Give only the number of lines in the following entries where "bcci" appears.

........

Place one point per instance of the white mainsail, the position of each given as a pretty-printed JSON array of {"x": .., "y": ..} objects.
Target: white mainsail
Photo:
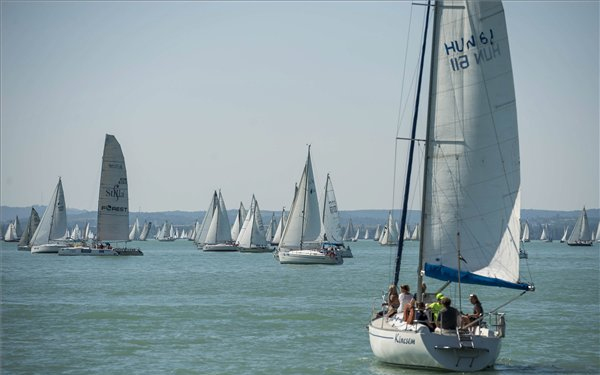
[
  {"x": 54, "y": 220},
  {"x": 251, "y": 235},
  {"x": 304, "y": 220},
  {"x": 472, "y": 187},
  {"x": 113, "y": 198},
  {"x": 331, "y": 230},
  {"x": 581, "y": 234}
]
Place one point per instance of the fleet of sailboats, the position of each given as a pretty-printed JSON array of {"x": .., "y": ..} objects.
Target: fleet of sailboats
[{"x": 471, "y": 187}]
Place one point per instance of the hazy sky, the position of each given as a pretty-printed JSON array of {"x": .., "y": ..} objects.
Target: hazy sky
[{"x": 208, "y": 95}]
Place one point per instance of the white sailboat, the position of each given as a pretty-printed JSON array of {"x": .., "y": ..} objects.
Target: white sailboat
[
  {"x": 525, "y": 233},
  {"x": 581, "y": 234},
  {"x": 377, "y": 234},
  {"x": 218, "y": 235},
  {"x": 389, "y": 236},
  {"x": 32, "y": 224},
  {"x": 134, "y": 234},
  {"x": 113, "y": 207},
  {"x": 280, "y": 226},
  {"x": 331, "y": 230},
  {"x": 251, "y": 238},
  {"x": 49, "y": 235},
  {"x": 471, "y": 188},
  {"x": 145, "y": 230},
  {"x": 300, "y": 240},
  {"x": 239, "y": 221}
]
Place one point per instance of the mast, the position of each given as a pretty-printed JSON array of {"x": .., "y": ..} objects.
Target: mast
[{"x": 410, "y": 160}]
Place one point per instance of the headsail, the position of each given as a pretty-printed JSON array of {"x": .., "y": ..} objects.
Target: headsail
[{"x": 472, "y": 184}]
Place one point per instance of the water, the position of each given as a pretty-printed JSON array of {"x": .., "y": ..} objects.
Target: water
[{"x": 178, "y": 310}]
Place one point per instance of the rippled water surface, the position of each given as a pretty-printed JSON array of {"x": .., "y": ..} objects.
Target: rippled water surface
[{"x": 178, "y": 310}]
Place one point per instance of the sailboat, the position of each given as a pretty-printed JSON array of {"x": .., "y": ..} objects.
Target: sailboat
[
  {"x": 471, "y": 188},
  {"x": 300, "y": 240},
  {"x": 134, "y": 234},
  {"x": 280, "y": 226},
  {"x": 389, "y": 236},
  {"x": 145, "y": 230},
  {"x": 581, "y": 234},
  {"x": 49, "y": 235},
  {"x": 113, "y": 207},
  {"x": 525, "y": 233},
  {"x": 32, "y": 224},
  {"x": 251, "y": 238},
  {"x": 331, "y": 230},
  {"x": 218, "y": 235}
]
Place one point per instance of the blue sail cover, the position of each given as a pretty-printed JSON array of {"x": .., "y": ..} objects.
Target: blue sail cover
[{"x": 449, "y": 274}]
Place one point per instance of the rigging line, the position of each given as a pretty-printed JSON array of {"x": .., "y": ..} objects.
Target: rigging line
[{"x": 412, "y": 147}]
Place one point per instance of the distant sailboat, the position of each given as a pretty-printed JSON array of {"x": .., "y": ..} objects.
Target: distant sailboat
[
  {"x": 32, "y": 224},
  {"x": 300, "y": 240},
  {"x": 145, "y": 230},
  {"x": 525, "y": 232},
  {"x": 113, "y": 207},
  {"x": 252, "y": 237},
  {"x": 218, "y": 236},
  {"x": 49, "y": 235},
  {"x": 389, "y": 236},
  {"x": 581, "y": 234}
]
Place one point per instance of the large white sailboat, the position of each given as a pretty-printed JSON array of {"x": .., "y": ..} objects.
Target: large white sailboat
[
  {"x": 471, "y": 188},
  {"x": 49, "y": 235},
  {"x": 113, "y": 207},
  {"x": 300, "y": 242}
]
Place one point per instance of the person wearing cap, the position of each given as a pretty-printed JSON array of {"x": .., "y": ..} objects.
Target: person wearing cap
[
  {"x": 436, "y": 306},
  {"x": 477, "y": 311}
]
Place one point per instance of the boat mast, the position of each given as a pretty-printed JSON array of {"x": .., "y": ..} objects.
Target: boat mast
[
  {"x": 304, "y": 203},
  {"x": 410, "y": 156}
]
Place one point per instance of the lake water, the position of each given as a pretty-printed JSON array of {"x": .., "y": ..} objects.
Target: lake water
[{"x": 177, "y": 310}]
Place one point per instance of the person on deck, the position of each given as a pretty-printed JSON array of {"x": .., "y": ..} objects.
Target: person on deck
[
  {"x": 477, "y": 312},
  {"x": 448, "y": 317}
]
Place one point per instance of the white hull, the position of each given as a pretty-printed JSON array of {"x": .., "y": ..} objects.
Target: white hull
[
  {"x": 82, "y": 250},
  {"x": 49, "y": 248},
  {"x": 260, "y": 249},
  {"x": 220, "y": 247},
  {"x": 309, "y": 257},
  {"x": 418, "y": 347}
]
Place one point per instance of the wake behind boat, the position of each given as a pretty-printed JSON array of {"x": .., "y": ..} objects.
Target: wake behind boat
[
  {"x": 113, "y": 207},
  {"x": 471, "y": 190}
]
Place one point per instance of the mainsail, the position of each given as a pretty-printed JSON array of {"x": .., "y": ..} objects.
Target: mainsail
[
  {"x": 113, "y": 198},
  {"x": 472, "y": 184}
]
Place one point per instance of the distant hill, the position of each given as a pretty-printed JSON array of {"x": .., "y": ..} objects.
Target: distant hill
[{"x": 557, "y": 220}]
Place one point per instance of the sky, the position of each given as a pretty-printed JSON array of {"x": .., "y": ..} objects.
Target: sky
[{"x": 227, "y": 95}]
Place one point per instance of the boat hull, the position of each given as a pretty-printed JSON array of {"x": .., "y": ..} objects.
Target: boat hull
[
  {"x": 418, "y": 347},
  {"x": 86, "y": 251},
  {"x": 309, "y": 257},
  {"x": 49, "y": 248}
]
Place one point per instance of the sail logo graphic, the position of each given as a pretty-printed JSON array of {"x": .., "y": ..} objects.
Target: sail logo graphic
[
  {"x": 403, "y": 340},
  {"x": 111, "y": 208},
  {"x": 483, "y": 49},
  {"x": 116, "y": 192}
]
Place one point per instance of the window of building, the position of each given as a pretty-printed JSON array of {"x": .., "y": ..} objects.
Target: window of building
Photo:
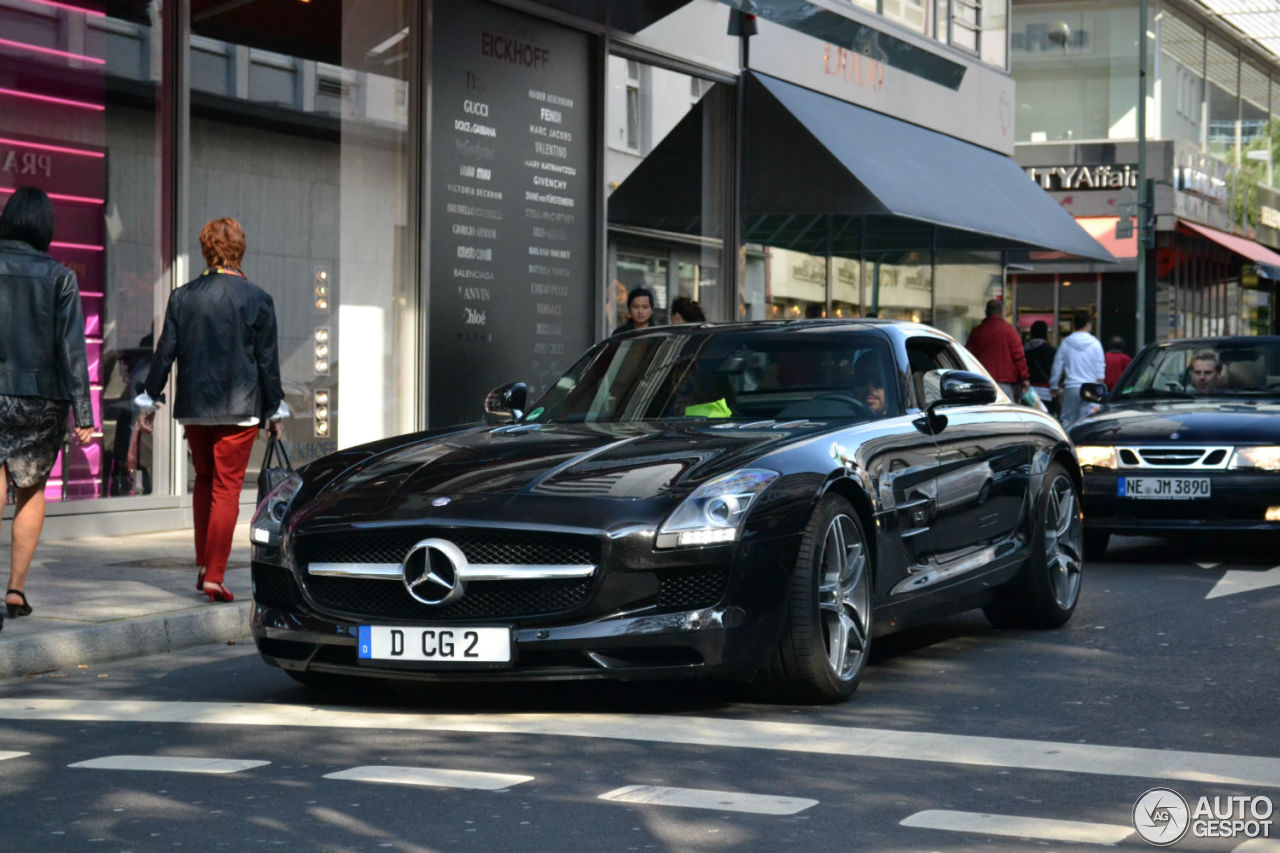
[{"x": 306, "y": 142}]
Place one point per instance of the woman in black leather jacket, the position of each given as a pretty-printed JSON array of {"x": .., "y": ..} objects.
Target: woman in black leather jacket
[
  {"x": 220, "y": 331},
  {"x": 42, "y": 372}
]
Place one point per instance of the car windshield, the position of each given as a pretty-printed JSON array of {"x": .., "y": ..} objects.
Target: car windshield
[
  {"x": 1224, "y": 368},
  {"x": 785, "y": 374}
]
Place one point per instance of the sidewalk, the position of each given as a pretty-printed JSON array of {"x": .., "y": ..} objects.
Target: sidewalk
[{"x": 104, "y": 598}]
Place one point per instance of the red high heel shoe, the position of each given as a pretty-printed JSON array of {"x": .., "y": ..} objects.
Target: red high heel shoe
[{"x": 216, "y": 592}]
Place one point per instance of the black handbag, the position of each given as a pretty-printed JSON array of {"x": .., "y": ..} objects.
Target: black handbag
[{"x": 275, "y": 468}]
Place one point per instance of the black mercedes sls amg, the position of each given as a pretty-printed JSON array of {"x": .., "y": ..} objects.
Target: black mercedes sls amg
[{"x": 753, "y": 501}]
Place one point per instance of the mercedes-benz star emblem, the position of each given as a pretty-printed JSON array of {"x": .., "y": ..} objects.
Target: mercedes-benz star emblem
[{"x": 433, "y": 571}]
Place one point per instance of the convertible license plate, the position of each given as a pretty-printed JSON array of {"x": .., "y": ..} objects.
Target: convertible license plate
[
  {"x": 1164, "y": 488},
  {"x": 434, "y": 644}
]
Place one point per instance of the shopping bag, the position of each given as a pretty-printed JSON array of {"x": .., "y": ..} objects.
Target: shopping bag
[
  {"x": 1032, "y": 398},
  {"x": 275, "y": 468}
]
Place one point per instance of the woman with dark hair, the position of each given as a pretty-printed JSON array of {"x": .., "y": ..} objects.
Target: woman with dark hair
[
  {"x": 639, "y": 310},
  {"x": 220, "y": 328},
  {"x": 686, "y": 310},
  {"x": 44, "y": 373}
]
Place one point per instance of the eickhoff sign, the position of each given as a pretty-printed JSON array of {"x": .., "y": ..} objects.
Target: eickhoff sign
[{"x": 1100, "y": 177}]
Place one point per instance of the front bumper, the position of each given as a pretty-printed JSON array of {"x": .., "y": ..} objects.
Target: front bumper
[
  {"x": 1238, "y": 501},
  {"x": 630, "y": 625}
]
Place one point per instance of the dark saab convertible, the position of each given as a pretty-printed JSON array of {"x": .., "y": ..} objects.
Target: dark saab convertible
[
  {"x": 1188, "y": 441},
  {"x": 752, "y": 501}
]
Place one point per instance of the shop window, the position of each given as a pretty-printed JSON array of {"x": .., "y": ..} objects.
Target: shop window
[
  {"x": 300, "y": 128},
  {"x": 81, "y": 106},
  {"x": 667, "y": 177}
]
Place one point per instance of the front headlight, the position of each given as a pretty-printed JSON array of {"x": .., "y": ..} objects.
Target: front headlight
[
  {"x": 1266, "y": 459},
  {"x": 270, "y": 512},
  {"x": 714, "y": 511},
  {"x": 1096, "y": 456}
]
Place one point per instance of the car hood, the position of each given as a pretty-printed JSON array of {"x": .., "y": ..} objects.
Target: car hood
[
  {"x": 1210, "y": 422},
  {"x": 595, "y": 461}
]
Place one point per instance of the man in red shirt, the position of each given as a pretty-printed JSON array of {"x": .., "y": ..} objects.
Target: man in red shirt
[
  {"x": 999, "y": 347},
  {"x": 1116, "y": 361}
]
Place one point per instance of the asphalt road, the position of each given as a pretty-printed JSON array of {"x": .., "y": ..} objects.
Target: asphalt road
[{"x": 961, "y": 737}]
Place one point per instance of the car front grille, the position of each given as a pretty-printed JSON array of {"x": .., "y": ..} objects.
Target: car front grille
[
  {"x": 510, "y": 547},
  {"x": 481, "y": 600},
  {"x": 691, "y": 588},
  {"x": 274, "y": 585},
  {"x": 1176, "y": 456}
]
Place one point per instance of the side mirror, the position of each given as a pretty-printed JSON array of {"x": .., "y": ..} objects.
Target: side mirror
[
  {"x": 1093, "y": 392},
  {"x": 963, "y": 388},
  {"x": 506, "y": 404}
]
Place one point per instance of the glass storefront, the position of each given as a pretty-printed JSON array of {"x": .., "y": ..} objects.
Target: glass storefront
[{"x": 472, "y": 200}]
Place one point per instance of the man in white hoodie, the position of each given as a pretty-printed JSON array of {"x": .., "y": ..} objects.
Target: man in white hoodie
[{"x": 1078, "y": 360}]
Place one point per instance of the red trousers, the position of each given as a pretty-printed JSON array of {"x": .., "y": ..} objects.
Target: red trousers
[{"x": 220, "y": 456}]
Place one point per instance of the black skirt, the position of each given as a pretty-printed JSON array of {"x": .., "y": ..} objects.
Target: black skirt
[{"x": 32, "y": 430}]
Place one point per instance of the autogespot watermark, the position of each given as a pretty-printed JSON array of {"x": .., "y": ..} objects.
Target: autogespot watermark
[{"x": 1162, "y": 816}]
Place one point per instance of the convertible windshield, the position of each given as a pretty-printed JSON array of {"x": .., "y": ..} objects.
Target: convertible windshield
[
  {"x": 784, "y": 374},
  {"x": 1230, "y": 366}
]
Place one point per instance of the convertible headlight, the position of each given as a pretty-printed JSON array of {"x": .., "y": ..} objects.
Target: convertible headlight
[
  {"x": 1096, "y": 456},
  {"x": 270, "y": 512},
  {"x": 714, "y": 511},
  {"x": 1266, "y": 459}
]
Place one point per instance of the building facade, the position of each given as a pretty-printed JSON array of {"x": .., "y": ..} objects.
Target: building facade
[
  {"x": 446, "y": 195},
  {"x": 1212, "y": 106}
]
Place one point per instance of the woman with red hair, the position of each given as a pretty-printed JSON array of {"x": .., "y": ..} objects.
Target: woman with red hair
[{"x": 220, "y": 328}]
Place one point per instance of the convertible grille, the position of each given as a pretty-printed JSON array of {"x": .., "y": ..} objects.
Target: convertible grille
[
  {"x": 483, "y": 598},
  {"x": 1178, "y": 456},
  {"x": 510, "y": 547}
]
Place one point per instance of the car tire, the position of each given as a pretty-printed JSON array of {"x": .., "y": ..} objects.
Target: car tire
[
  {"x": 822, "y": 653},
  {"x": 1046, "y": 589},
  {"x": 1096, "y": 543}
]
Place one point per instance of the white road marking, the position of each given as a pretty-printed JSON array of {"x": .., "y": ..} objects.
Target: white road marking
[
  {"x": 725, "y": 801},
  {"x": 1015, "y": 826},
  {"x": 1258, "y": 845},
  {"x": 1235, "y": 582},
  {"x": 743, "y": 734},
  {"x": 432, "y": 776},
  {"x": 170, "y": 763}
]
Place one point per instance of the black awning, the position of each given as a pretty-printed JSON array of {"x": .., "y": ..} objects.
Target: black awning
[{"x": 823, "y": 176}]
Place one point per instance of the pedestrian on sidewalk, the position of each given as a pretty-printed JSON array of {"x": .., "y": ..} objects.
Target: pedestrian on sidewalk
[
  {"x": 222, "y": 331},
  {"x": 1040, "y": 360},
  {"x": 1116, "y": 361},
  {"x": 996, "y": 343},
  {"x": 1078, "y": 360},
  {"x": 639, "y": 310},
  {"x": 44, "y": 373}
]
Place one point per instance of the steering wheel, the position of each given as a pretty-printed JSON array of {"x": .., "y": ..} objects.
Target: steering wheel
[{"x": 858, "y": 406}]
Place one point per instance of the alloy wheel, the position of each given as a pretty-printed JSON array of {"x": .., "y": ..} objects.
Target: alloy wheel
[{"x": 844, "y": 597}]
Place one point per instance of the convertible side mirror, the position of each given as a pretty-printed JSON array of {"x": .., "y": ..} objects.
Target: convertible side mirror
[
  {"x": 960, "y": 388},
  {"x": 1093, "y": 392},
  {"x": 506, "y": 404}
]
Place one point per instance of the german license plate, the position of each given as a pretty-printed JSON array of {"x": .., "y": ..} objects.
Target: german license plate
[
  {"x": 1164, "y": 488},
  {"x": 434, "y": 644}
]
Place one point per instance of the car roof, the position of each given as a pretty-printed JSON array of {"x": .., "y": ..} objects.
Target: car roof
[{"x": 894, "y": 328}]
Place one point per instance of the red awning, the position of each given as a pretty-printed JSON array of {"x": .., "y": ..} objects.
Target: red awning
[
  {"x": 1102, "y": 229},
  {"x": 1243, "y": 246}
]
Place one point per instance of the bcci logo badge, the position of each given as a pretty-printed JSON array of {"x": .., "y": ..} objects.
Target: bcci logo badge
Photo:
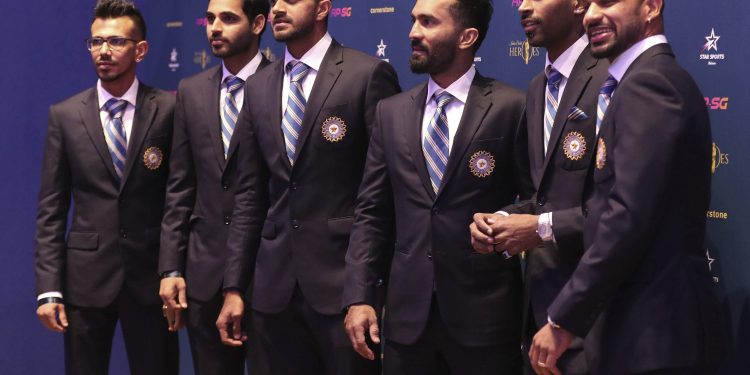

........

▶ **Task answer**: 2